(To do)
Rewrite the entire listing below, replacing "Caption says" with "Caption states" wherever it occurs and leaving everything else unchanged. Omit the pictures from your version.

(Task input)
====
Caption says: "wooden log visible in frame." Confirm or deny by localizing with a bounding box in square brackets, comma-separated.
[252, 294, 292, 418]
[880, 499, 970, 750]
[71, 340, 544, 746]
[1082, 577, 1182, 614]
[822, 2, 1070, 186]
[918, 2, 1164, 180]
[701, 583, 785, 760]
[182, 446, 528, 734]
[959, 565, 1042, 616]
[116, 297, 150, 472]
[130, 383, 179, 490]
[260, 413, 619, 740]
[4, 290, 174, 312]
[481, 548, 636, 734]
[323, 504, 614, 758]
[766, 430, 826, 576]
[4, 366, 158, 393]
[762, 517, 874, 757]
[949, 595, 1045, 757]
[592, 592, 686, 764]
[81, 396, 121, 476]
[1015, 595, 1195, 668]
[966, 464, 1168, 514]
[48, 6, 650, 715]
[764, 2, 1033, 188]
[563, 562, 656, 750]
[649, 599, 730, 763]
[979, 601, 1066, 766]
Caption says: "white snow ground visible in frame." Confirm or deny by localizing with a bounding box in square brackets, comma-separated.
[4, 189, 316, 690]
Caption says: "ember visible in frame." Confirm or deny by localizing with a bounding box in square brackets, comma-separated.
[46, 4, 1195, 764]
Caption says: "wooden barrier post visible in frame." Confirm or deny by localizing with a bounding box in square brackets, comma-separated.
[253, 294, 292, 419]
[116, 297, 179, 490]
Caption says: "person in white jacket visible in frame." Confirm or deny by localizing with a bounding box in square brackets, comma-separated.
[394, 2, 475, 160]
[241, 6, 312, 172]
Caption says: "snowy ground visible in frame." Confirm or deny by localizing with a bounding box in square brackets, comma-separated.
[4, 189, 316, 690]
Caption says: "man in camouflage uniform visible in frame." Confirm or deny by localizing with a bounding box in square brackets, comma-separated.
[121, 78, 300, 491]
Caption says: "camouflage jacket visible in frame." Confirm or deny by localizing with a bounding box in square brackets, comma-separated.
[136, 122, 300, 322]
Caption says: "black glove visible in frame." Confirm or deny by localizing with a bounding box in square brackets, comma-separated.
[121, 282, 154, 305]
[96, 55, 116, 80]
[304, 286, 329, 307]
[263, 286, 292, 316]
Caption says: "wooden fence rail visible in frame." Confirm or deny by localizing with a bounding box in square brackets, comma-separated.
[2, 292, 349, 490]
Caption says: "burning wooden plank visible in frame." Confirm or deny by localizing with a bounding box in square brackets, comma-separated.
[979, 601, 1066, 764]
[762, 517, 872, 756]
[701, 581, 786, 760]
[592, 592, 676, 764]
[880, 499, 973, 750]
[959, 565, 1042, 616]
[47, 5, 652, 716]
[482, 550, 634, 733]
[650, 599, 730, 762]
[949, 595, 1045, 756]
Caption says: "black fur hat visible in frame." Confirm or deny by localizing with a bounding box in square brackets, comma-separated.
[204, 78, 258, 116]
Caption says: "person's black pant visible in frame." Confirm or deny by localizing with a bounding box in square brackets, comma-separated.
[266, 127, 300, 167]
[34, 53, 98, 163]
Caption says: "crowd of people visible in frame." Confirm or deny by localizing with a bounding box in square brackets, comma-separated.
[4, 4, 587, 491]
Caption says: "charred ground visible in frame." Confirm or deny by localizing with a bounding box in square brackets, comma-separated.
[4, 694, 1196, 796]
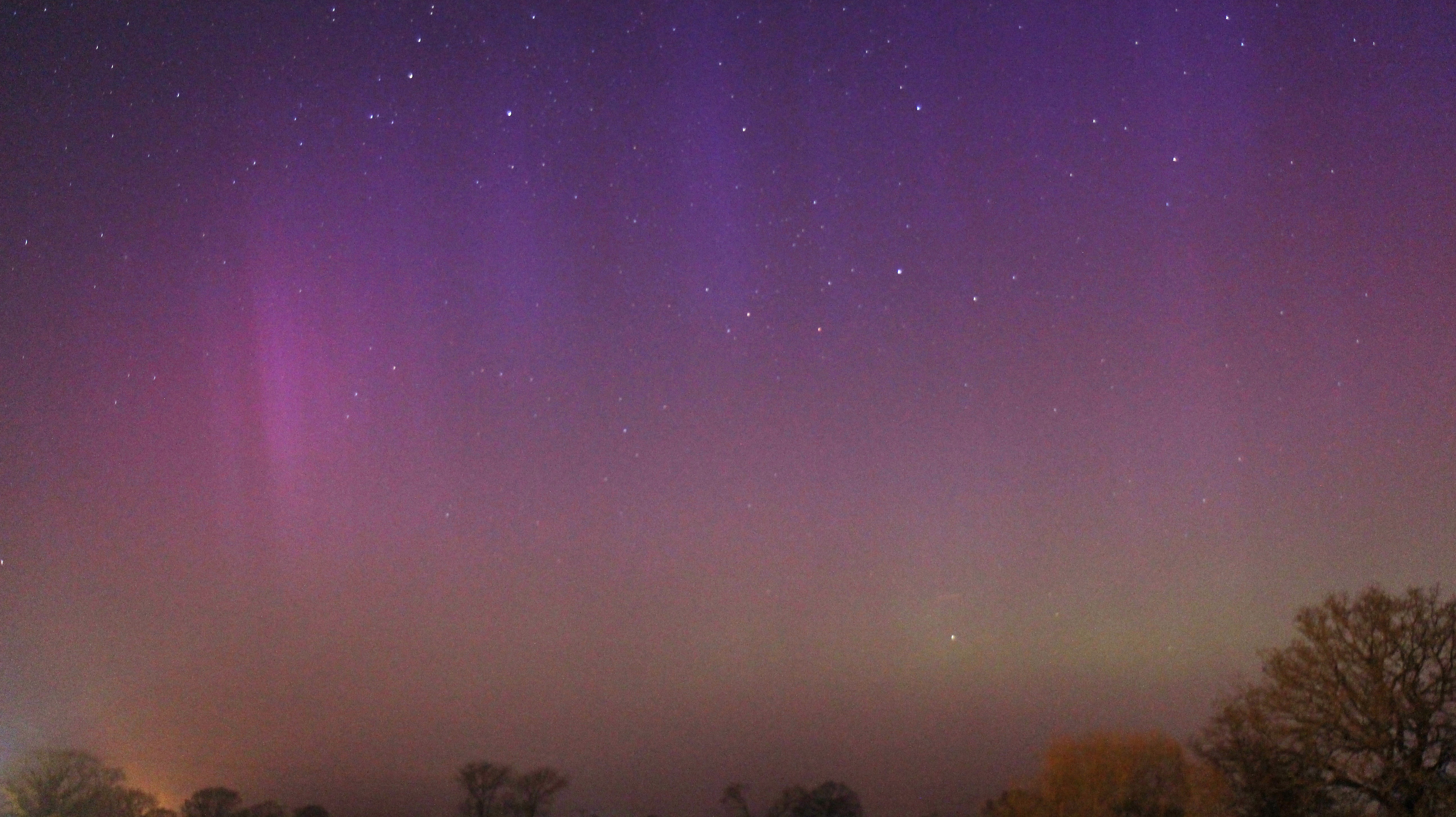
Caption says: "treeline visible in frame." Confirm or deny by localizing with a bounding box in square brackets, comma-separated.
[0, 587, 1456, 817]
[0, 748, 329, 817]
[981, 587, 1456, 817]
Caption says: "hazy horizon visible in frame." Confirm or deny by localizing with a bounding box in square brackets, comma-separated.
[0, 1, 1456, 817]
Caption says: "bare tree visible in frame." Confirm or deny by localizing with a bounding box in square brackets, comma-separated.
[182, 786, 243, 817]
[1198, 587, 1456, 817]
[718, 781, 865, 817]
[456, 763, 514, 817]
[767, 781, 865, 817]
[0, 750, 125, 817]
[509, 766, 568, 817]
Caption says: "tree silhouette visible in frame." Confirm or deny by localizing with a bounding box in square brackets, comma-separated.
[182, 786, 243, 817]
[0, 750, 172, 817]
[508, 766, 568, 817]
[718, 781, 865, 817]
[456, 763, 513, 817]
[1198, 587, 1456, 817]
[0, 750, 125, 817]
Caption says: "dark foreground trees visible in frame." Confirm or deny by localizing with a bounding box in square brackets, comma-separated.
[981, 732, 1221, 817]
[0, 750, 172, 817]
[1198, 587, 1456, 817]
[456, 763, 568, 817]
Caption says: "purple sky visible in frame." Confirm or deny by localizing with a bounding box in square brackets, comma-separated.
[0, 1, 1456, 817]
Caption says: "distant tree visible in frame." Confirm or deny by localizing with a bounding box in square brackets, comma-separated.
[718, 781, 865, 817]
[0, 750, 125, 817]
[1039, 732, 1189, 817]
[0, 750, 175, 817]
[182, 786, 243, 817]
[456, 763, 514, 817]
[718, 784, 753, 817]
[233, 800, 288, 817]
[507, 766, 568, 817]
[102, 786, 176, 817]
[767, 781, 865, 817]
[1197, 587, 1456, 817]
[981, 732, 1223, 817]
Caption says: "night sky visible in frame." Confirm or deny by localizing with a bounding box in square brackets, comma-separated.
[0, 0, 1456, 817]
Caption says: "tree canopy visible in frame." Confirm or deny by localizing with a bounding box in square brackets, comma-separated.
[1198, 587, 1456, 817]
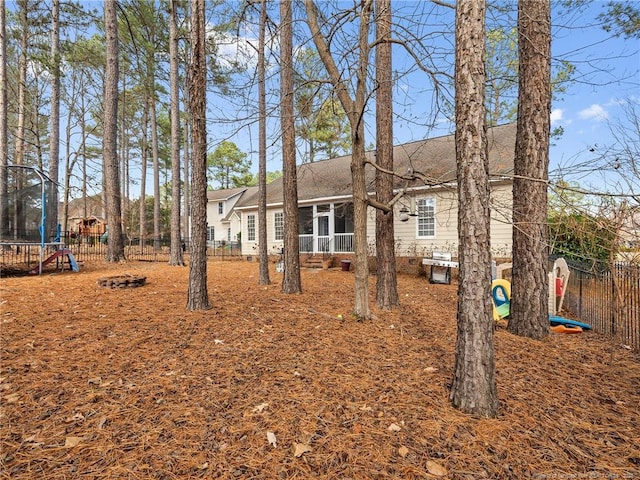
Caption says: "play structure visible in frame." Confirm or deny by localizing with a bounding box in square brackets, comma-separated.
[549, 258, 571, 315]
[0, 165, 78, 274]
====
(Right answer)
Caption states: "wooden log visible in frame." Confirm or deny by localizing with a bounding box in square brackets, comma-separated.
[252, 294, 292, 418]
[880, 499, 970, 750]
[71, 340, 544, 746]
[1082, 577, 1182, 614]
[822, 2, 1070, 186]
[918, 2, 1164, 180]
[701, 583, 785, 760]
[182, 446, 528, 734]
[959, 565, 1042, 616]
[116, 297, 150, 472]
[130, 383, 179, 490]
[260, 413, 619, 740]
[4, 290, 174, 312]
[481, 548, 636, 734]
[323, 504, 614, 758]
[766, 430, 826, 576]
[4, 366, 158, 393]
[762, 517, 874, 757]
[949, 595, 1045, 757]
[592, 592, 686, 764]
[81, 396, 121, 476]
[1015, 595, 1195, 668]
[966, 464, 1168, 514]
[48, 6, 650, 715]
[764, 2, 1033, 188]
[563, 562, 656, 750]
[649, 599, 730, 763]
[979, 601, 1066, 766]
Caption states: "white snow ground visible in frame." Confirm or deny by localizing with a bounding box in square brackets, comma-separated.
[4, 189, 316, 690]
Caption states: "ember visible in frame." Confirm or deny by localizing with a bounding box in square brackets, comma-separated.
[46, 4, 1195, 764]
Caption states: "wooden barrier post visible in frame." Confirm or deny by localizing with a bounding box in square brackets, comma-separated.
[253, 294, 292, 419]
[116, 297, 179, 490]
Caption states: "person in white jacket visible in frame." Confirm or deny by localizing with a bounding box in square brackets, comma-separated.
[394, 2, 475, 160]
[241, 6, 312, 172]
Caption states: "snowy ground visible in frame." Confirm or deny by localizing with a bounding box in square brackets, comma-separated.
[4, 189, 316, 690]
Caption states: "man in camouflage uniform visible in frame." Confirm or deny by localizing with a bounding box in square brackets, comma-separated.
[121, 78, 300, 491]
Caption states: "camouflage jacket visible in frame." Confirm or deny by localizing with a bounding box in square brackets, comma-separated.
[136, 122, 300, 322]
Caption states: "black glove visible in frame." Confirm or deny by localizing with a bounding box in square brackets, comma-separated.
[121, 282, 154, 305]
[96, 55, 116, 80]
[304, 286, 329, 307]
[263, 286, 292, 316]
Caption states: "wooden fence rail visible in frame." Confirm or deny by localizing with a bounding box in square brackets, comma-separated.
[2, 292, 349, 490]
Caption states: "burning wooden plank visible in frame." Confirm or deny by localizing with a bounding box in square brackets, comma-separated.
[979, 601, 1066, 764]
[762, 517, 872, 756]
[701, 581, 786, 760]
[592, 592, 676, 764]
[880, 499, 973, 750]
[959, 565, 1042, 616]
[47, 5, 652, 716]
[482, 550, 634, 733]
[650, 599, 730, 762]
[949, 595, 1045, 756]
Caption states: "black fur hat visible in frame." Confirm or deny by localizing with a bounding box in square brackets, comma-separated.
[204, 78, 258, 116]
Caption states: "person's black pant visible in frame." Confirm or deny by localizing with a bounding box in square brackets, comma-separated.
[266, 127, 300, 167]
[34, 53, 98, 163]
Caption states: "crowd of people visible in frame." Confirm or deny by localizing with a bounding box in square brackets, comma-separated.
[4, 4, 587, 491]
Caption states: "charred ground visible in frame." Confirm or deny by localizing with a bounding box in square brackets, comma-separated.
[4, 694, 1196, 796]
Caption states: "treeline visible in frame." Confirm or deny by localizing with a bounding box in square brackets, comma-separated.
[0, 587, 1456, 817]
[0, 748, 329, 817]
[981, 587, 1456, 817]
Caption states: "hazy horizon visible in frame." Confirm or deny by localizing with a bounding box in square brackets, comma-separated.
[0, 1, 1456, 817]
Caption states: "bare tree visible in frame." Confirm or deny by localizing with a bounding box in square brackets, comma-separated.
[182, 786, 243, 817]
[1198, 587, 1456, 817]
[718, 781, 865, 817]
[456, 763, 514, 817]
[767, 781, 865, 817]
[0, 750, 125, 817]
[509, 766, 568, 817]
Caption states: "tree silhouette visible in frame." Confirm or deny by localizing with a bounding box in square brackets, comma-separated.
[182, 786, 243, 817]
[0, 750, 172, 817]
[508, 766, 568, 817]
[718, 781, 865, 817]
[456, 763, 513, 817]
[1198, 587, 1456, 817]
[0, 750, 125, 817]
Caption states: "dark foreground trees visible in frame." Confirm or deny by localizing with a bounding box in square brackets, comma-separated.
[981, 732, 1221, 817]
[0, 750, 172, 817]
[1198, 587, 1456, 817]
[456, 763, 568, 817]
Caption states: "purple sky visible in frame." Confirm or deny by localizing with a bounding box in square brackets, comma-separated.
[0, 1, 1456, 817]
Caption states: "distant tree visible in frame." Confirm or deny by localizing with a bounding box in square brackets, comma-separated.
[718, 781, 865, 817]
[0, 750, 125, 817]
[1039, 732, 1189, 817]
[0, 750, 175, 817]
[182, 786, 243, 817]
[456, 763, 514, 817]
[718, 784, 753, 817]
[233, 800, 288, 817]
[507, 766, 568, 817]
[102, 786, 176, 817]
[767, 781, 865, 817]
[1197, 587, 1456, 817]
[981, 732, 1223, 817]
Caption states: "night sky visible in frame." Confirm or deny by localizing with a bounding box in square brackets, comma-separated.
[0, 0, 1456, 817]
Caption states: "tree canopy visible in frame." Confirm or deny by localizing with a bounding box in square brackets, comma-separated.
[1198, 587, 1456, 817]
Caption states: "play structure visible in frame." Confirm or deny by localizing with a bounding box in square brackets, comma-separated.
[549, 258, 571, 315]
[0, 165, 78, 274]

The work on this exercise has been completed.